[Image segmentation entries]

>>

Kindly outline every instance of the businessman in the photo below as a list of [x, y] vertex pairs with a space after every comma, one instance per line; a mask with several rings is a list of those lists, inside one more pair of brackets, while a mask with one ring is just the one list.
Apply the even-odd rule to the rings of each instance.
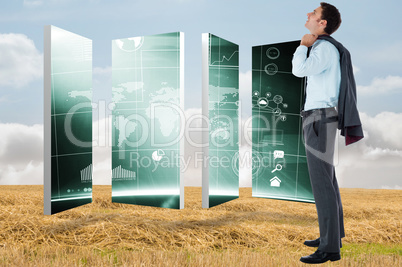
[[363, 138], [363, 132], [356, 108], [350, 54], [330, 36], [339, 28], [341, 15], [336, 7], [322, 2], [307, 18], [305, 27], [310, 34], [302, 37], [293, 55], [292, 72], [297, 77], [307, 77], [301, 115], [320, 230], [319, 238], [304, 242], [317, 247], [316, 252], [301, 257], [300, 261], [315, 264], [340, 260], [341, 239], [345, 237], [333, 165], [337, 128], [347, 145]]

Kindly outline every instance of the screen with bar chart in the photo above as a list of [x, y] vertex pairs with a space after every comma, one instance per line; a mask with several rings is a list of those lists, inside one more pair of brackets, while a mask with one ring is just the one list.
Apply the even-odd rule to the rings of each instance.
[[184, 34], [112, 41], [112, 201], [181, 209]]
[[92, 202], [92, 41], [45, 26], [44, 213]]

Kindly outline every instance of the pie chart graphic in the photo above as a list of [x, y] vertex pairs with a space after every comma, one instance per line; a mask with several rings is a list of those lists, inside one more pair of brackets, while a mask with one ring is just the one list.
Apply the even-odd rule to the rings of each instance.
[[165, 152], [162, 149], [158, 149], [152, 153], [152, 159], [154, 161], [160, 161], [164, 155]]

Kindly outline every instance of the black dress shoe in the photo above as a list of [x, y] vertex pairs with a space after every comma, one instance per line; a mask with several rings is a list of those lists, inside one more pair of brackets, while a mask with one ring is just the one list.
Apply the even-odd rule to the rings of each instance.
[[304, 244], [308, 247], [318, 248], [318, 246], [320, 245], [320, 238], [314, 240], [306, 240], [304, 241]]
[[301, 262], [304, 263], [310, 263], [310, 264], [319, 264], [319, 263], [324, 263], [327, 261], [338, 261], [341, 259], [341, 254], [339, 252], [336, 253], [329, 253], [329, 252], [323, 252], [319, 251], [317, 249], [316, 252], [309, 256], [304, 256], [300, 258]]

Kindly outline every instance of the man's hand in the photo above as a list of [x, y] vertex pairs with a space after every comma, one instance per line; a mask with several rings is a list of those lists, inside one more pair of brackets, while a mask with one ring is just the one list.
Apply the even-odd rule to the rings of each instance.
[[303, 36], [300, 45], [304, 45], [307, 47], [310, 47], [314, 44], [314, 42], [317, 40], [318, 35], [315, 34], [306, 34]]

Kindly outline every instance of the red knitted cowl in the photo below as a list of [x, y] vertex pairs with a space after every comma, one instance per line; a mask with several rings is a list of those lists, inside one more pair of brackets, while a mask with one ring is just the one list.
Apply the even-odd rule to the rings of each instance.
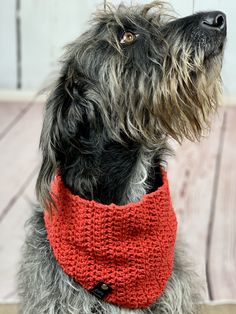
[[166, 172], [163, 185], [138, 203], [102, 205], [73, 195], [56, 176], [58, 211], [45, 212], [56, 260], [85, 289], [99, 282], [112, 291], [105, 301], [145, 308], [162, 294], [173, 268], [176, 216]]

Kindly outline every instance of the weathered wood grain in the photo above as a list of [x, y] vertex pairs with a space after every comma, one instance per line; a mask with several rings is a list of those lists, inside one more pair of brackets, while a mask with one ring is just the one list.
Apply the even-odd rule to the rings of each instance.
[[209, 137], [200, 143], [184, 142], [177, 147], [176, 157], [169, 162], [171, 193], [179, 220], [179, 232], [202, 279], [206, 299], [206, 239], [222, 114], [221, 111], [215, 119]]
[[227, 108], [215, 213], [210, 281], [214, 299], [236, 299], [236, 110]]
[[14, 126], [17, 117], [19, 117], [26, 106], [26, 102], [0, 102], [0, 139]]
[[32, 104], [14, 128], [0, 141], [0, 223], [27, 186], [38, 165], [41, 119], [42, 105]]

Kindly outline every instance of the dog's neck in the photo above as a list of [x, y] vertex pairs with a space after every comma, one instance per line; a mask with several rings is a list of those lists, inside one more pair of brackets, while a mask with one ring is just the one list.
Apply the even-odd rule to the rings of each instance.
[[127, 204], [162, 184], [161, 156], [133, 141], [120, 144], [106, 141], [96, 150], [81, 153], [70, 149], [61, 164], [65, 185], [85, 199], [102, 204]]

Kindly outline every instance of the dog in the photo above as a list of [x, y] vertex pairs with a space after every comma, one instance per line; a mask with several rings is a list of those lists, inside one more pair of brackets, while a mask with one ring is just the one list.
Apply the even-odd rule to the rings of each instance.
[[[81, 260], [84, 254], [89, 252], [91, 255], [86, 257], [87, 262], [79, 264], [78, 272], [82, 268], [89, 268], [89, 272], [92, 272], [92, 262], [96, 258], [96, 271], [100, 271], [99, 263], [103, 263], [102, 271], [106, 272], [104, 265], [108, 262], [114, 263], [116, 270], [122, 265], [129, 267], [129, 263], [133, 262], [128, 251], [127, 255], [121, 256], [116, 252], [116, 255], [109, 253], [108, 256], [106, 249], [103, 250], [103, 244], [104, 248], [112, 245], [114, 250], [120, 247], [117, 239], [121, 232], [131, 232], [126, 227], [124, 231], [112, 227], [113, 220], [118, 224], [117, 221], [123, 219], [120, 215], [132, 220], [133, 229], [126, 238], [129, 241], [139, 241], [142, 234], [145, 234], [144, 241], [149, 236], [153, 240], [154, 235], [157, 236], [155, 241], [158, 239], [158, 234], [152, 228], [147, 231], [145, 225], [150, 219], [154, 223], [152, 216], [148, 216], [147, 220], [148, 214], [145, 213], [142, 224], [138, 213], [135, 217], [128, 211], [122, 212], [122, 209], [135, 213], [136, 204], [139, 209], [142, 208], [140, 202], [145, 204], [158, 193], [154, 191], [162, 189], [165, 180], [163, 169], [166, 157], [171, 153], [168, 144], [170, 138], [180, 143], [183, 139], [199, 140], [209, 129], [221, 90], [226, 27], [226, 16], [220, 11], [175, 19], [166, 5], [159, 1], [131, 7], [107, 5], [105, 10], [94, 15], [89, 30], [67, 46], [44, 114], [40, 139], [42, 164], [36, 183], [40, 206], [28, 221], [29, 230], [18, 273], [22, 313], [198, 312], [201, 300], [199, 282], [189, 266], [184, 244], [179, 238], [173, 244], [176, 223], [169, 203], [168, 217], [171, 218], [168, 219], [172, 227], [168, 229], [167, 226], [167, 229], [172, 244], [166, 244], [169, 253], [165, 255], [163, 251], [164, 255], [154, 272], [160, 272], [167, 257], [170, 258], [168, 269], [171, 271], [165, 277], [159, 294], [156, 293], [156, 299], [153, 300], [155, 294], [152, 295], [150, 300], [153, 301], [149, 300], [148, 306], [136, 306], [135, 296], [142, 298], [142, 294], [140, 296], [136, 292], [136, 279], [137, 282], [140, 278], [143, 280], [143, 295], [145, 282], [151, 285], [151, 288], [148, 286], [148, 293], [152, 293], [159, 283], [156, 285], [148, 276], [142, 277], [143, 273], [137, 278], [133, 275], [130, 277], [129, 271], [135, 272], [136, 266], [127, 271], [122, 268], [128, 278], [120, 284], [125, 291], [123, 303], [107, 302], [109, 293], [111, 298], [114, 289], [111, 282], [104, 282], [104, 278], [100, 278], [101, 282], [88, 289], [86, 284], [81, 284], [88, 279], [86, 276], [81, 282], [75, 280], [74, 267], [77, 266], [73, 263], [76, 264], [79, 259], [75, 258], [72, 263], [70, 255], [74, 254], [74, 247], [72, 249], [70, 246], [71, 249], [62, 252], [61, 243], [64, 241], [63, 245], [68, 248], [72, 244], [66, 242], [67, 237], [74, 234], [74, 228], [82, 230], [87, 223], [90, 224], [92, 234], [86, 237], [81, 234], [81, 238], [85, 239], [83, 241], [87, 241], [86, 248], [81, 240], [76, 250], [82, 254]], [[52, 189], [55, 177], [59, 178], [56, 183], [59, 187], [56, 185]], [[60, 211], [61, 199], [64, 207]], [[68, 200], [77, 202], [77, 199], [81, 204], [86, 202], [89, 215], [93, 218], [87, 217], [87, 212], [83, 211], [74, 225], [70, 216], [71, 212], [74, 213], [74, 205], [69, 205]], [[93, 209], [90, 210], [91, 204], [98, 207], [96, 219]], [[70, 210], [70, 207], [73, 209]], [[118, 210], [117, 217], [114, 209]], [[109, 214], [110, 211], [114, 212], [113, 220], [104, 227], [99, 215]], [[69, 217], [63, 221], [63, 225], [59, 224], [57, 218], [61, 217], [61, 212]], [[78, 218], [76, 214], [73, 215], [75, 219]], [[59, 224], [57, 233], [55, 222]], [[125, 225], [124, 220], [123, 223]], [[93, 228], [96, 228], [96, 233]], [[100, 229], [103, 228], [107, 228], [107, 233], [102, 237]], [[114, 237], [108, 243], [106, 234], [109, 234], [109, 228], [113, 228]], [[117, 232], [116, 236], [119, 234], [117, 238], [114, 232]], [[80, 234], [73, 241], [78, 239]], [[153, 247], [156, 261], [159, 253], [155, 250], [155, 241], [150, 242], [152, 246], [145, 254], [148, 255]], [[127, 243], [129, 245], [130, 242]], [[145, 254], [142, 256], [144, 259]], [[151, 259], [152, 253], [149, 255]], [[105, 260], [101, 256], [106, 256]], [[131, 260], [127, 261], [125, 256]], [[64, 267], [63, 263], [67, 262], [68, 267]], [[149, 263], [145, 265], [149, 270]], [[66, 267], [73, 268], [68, 271], [69, 274]], [[137, 268], [142, 268], [142, 265], [138, 264]], [[151, 276], [152, 272], [149, 274]], [[135, 306], [125, 305], [133, 292], [131, 288], [126, 289], [127, 286], [134, 291], [131, 298], [133, 303], [130, 304]]]

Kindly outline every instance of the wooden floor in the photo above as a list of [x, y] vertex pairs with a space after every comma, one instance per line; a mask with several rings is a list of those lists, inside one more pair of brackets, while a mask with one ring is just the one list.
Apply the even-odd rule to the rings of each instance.
[[[42, 104], [0, 103], [0, 301], [17, 302], [15, 274], [38, 171]], [[201, 143], [176, 144], [169, 178], [179, 229], [205, 298], [236, 300], [236, 107]]]

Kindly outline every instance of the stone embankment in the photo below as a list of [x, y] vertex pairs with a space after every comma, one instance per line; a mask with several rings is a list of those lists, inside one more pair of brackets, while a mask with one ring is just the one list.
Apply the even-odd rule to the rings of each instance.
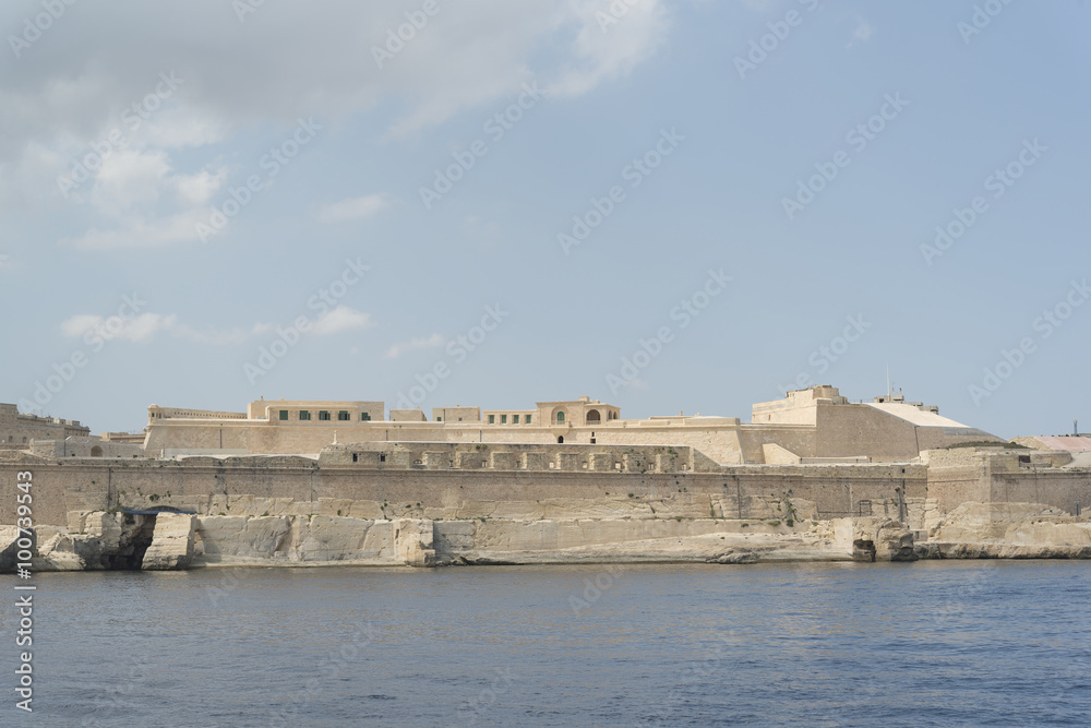
[[[304, 504], [280, 500], [241, 498], [233, 509], [214, 505], [231, 511], [216, 515], [73, 511], [67, 528], [36, 529], [33, 565], [75, 571], [1091, 558], [1087, 517], [1032, 503], [964, 503], [926, 530], [910, 530], [889, 516], [367, 518], [297, 513]], [[269, 515], [271, 509], [277, 514]], [[806, 510], [806, 503], [794, 503], [792, 512]], [[16, 538], [14, 527], [0, 527], [0, 570], [14, 566]]]

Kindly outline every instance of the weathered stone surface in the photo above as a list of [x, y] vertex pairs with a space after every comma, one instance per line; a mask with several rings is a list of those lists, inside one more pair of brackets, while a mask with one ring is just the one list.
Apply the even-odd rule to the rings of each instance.
[[940, 559], [1087, 559], [1091, 522], [1042, 503], [963, 503], [919, 552]]
[[160, 513], [155, 517], [152, 545], [144, 553], [142, 569], [167, 571], [185, 569], [193, 558], [193, 525], [196, 518], [181, 513]]

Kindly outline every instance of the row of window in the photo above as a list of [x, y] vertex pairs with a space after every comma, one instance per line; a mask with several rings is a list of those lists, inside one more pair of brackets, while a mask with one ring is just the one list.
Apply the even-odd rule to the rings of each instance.
[[[530, 425], [530, 415], [524, 415], [524, 417], [526, 417], [526, 423]], [[496, 416], [489, 415], [489, 425], [495, 425], [495, 423], [496, 423]], [[507, 425], [507, 415], [500, 416], [500, 423]], [[518, 423], [519, 423], [519, 416], [512, 415], [512, 425], [518, 425]]]
[[[309, 410], [307, 410], [307, 409], [300, 409], [299, 410], [299, 419], [304, 420], [304, 421], [305, 420], [310, 420], [311, 419], [311, 413]], [[331, 419], [333, 419], [333, 417], [331, 417], [329, 413], [326, 411], [325, 409], [320, 409], [319, 410], [319, 419], [320, 420], [331, 420]], [[368, 422], [370, 420], [371, 420], [371, 415], [369, 413], [360, 413], [360, 421], [361, 422]], [[280, 410], [280, 421], [281, 422], [288, 421], [288, 410], [287, 409], [281, 409]], [[337, 421], [339, 421], [339, 422], [351, 422], [352, 421], [352, 414], [349, 413], [346, 409], [341, 409], [339, 413], [337, 413]]]

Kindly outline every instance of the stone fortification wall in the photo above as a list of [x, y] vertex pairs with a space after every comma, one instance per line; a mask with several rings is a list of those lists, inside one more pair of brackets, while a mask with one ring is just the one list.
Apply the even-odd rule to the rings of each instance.
[[[504, 453], [490, 455], [483, 462], [493, 467], [482, 468], [476, 450], [458, 453], [468, 458], [463, 467], [451, 467], [443, 453], [441, 465], [408, 468], [360, 462], [320, 466], [292, 456], [106, 463], [0, 453], [8, 458], [0, 460], [0, 485], [14, 482], [21, 469], [33, 470], [35, 521], [58, 526], [67, 524], [69, 511], [171, 506], [228, 514], [232, 502], [247, 499], [291, 504], [296, 513], [340, 510], [374, 518], [774, 517], [784, 515], [788, 499], [798, 517], [831, 517], [856, 514], [861, 500], [896, 500], [896, 488], [908, 498], [923, 498], [926, 490], [925, 472], [914, 465], [733, 466], [703, 473], [681, 469], [681, 451], [673, 449], [678, 455], [664, 460], [671, 449], [663, 450], [621, 453], [625, 470], [578, 450], [542, 452], [541, 460], [530, 452], [506, 454], [520, 454], [537, 469], [495, 467], [509, 463]], [[337, 457], [343, 454], [350, 460], [348, 449]], [[419, 460], [428, 462], [428, 451]], [[558, 467], [549, 468], [549, 462]], [[0, 503], [0, 523], [15, 522], [14, 508], [13, 499]]]
[[928, 498], [944, 513], [963, 503], [1041, 503], [1076, 515], [1091, 503], [1091, 469], [1071, 455], [1010, 449], [956, 447], [925, 453]]

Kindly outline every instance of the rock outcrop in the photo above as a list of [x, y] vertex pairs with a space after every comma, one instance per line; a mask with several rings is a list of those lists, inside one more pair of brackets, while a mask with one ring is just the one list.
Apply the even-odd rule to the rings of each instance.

<<

- Written task:
Rewrite the part of the items that opens with the line containing "Kindly outline every instance of the man's" and closes with the line containing "34], [306, 34]]" as a Markdown table with the columns "Row" and "Line", one numbered row per line and blank lines left out.

- Full answer:
| Row | Line |
|---|---|
| 1 | Kindly outline every instance of the man's hand in the photo above as a list of [x, y] vertex pairs with a space after every comma, one instance per line; a mask with several rings is a list of those lists, inside one more pair of brackets, while a mask with one ring is just the one list. |
| 2 | Apply the even-odd rule to the rings of each instance. |
| 3 | [[303, 36], [300, 45], [304, 45], [307, 47], [310, 47], [314, 44], [314, 42], [317, 40], [318, 35], [315, 34], [306, 34]] |